Source excerpt:
————————
Your child comes home with a CBA report card. Next to Mathematics it says ME. Next to Kiswahili it says BE. You stare at the four letters and wonder — is that good, bad, or somewhere in between? This is the assessment language every Kenyan school now uses under CBC (now CBE), and most parents are still guessing what the bands actually mean. Here is the clear, honest explanation.
The four bands, in plain language
KICD uses four assessment bands to describe how well a learner is meeting the expected learning outcomes for each strand. They are not exam scores. They are a teacher's professional judgement of where the learner currently sits against the expected standard.
- BE — Below Expectation. The learner is still grasping the foundational concepts of this strand. With more support, time and practice, they will move up. BE is not a failure — it is an honest signal that the learner needs more help here.
- AE — Approaching Expectation. The learner partly demonstrates the outcome but still needs guidance to get it right consistently. They are on the path, just not there yet.
- ME — Meeting Expectation. The learner independently demonstrates the outcome at the level expected for their grade. This is the goal — your child is exactly where they should be.
- EE — Exceeding Expectation. The learner not only demonstrates the outcome but applies it flexibly to new and unfamiliar situations. They are extending themselves beyond what was taught.
What the bands replace (and why)
Before CBC, Kenyan reports used numeric scores out of 100 — your child got 67% in Maths or 82% in English. KICD moved to descriptive bands because numeric scores hide what a learner can actually do. A child scoring 60% on a test could be 60% solid across the board, OR 100% great at the easy parts and 0% on the hard parts. The bands force teachers to describe the learner's mastery per strand, not just average it.
It also changes what parents can do about poor results. A "67% in Maths" gives you nothing to act on. "BE in Algebra, ME in Geometry" tells you exactly where to focus the extra help. The bands trade convenience for usefulness.
————————
Written task a:
Answer these questions about the passage on report card bands:
(i) What does the band AE stand for?
(ii) Before CBC, what number were Kenyan report scores out of?
(iii) Which body uses the four assessment bands?

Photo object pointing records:
————————
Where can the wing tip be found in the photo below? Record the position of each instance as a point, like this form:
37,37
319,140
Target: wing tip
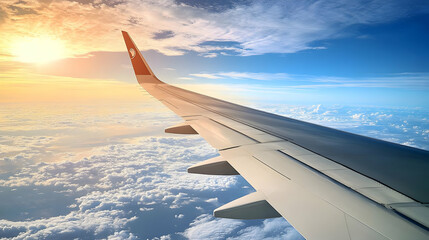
141,69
————————
Written task b:
Swap every "wing tip" in the rows for "beak tip", changing nothing else, and give the rows again without the pictures.

Output a:
(i) Approaching Expectation
(ii) 100
(iii) KICD

Output b:
Where can the beak tip be found in the photo below? Record the position of each instance as a point, like this form:
37,37
319,140
Target: beak tip
141,69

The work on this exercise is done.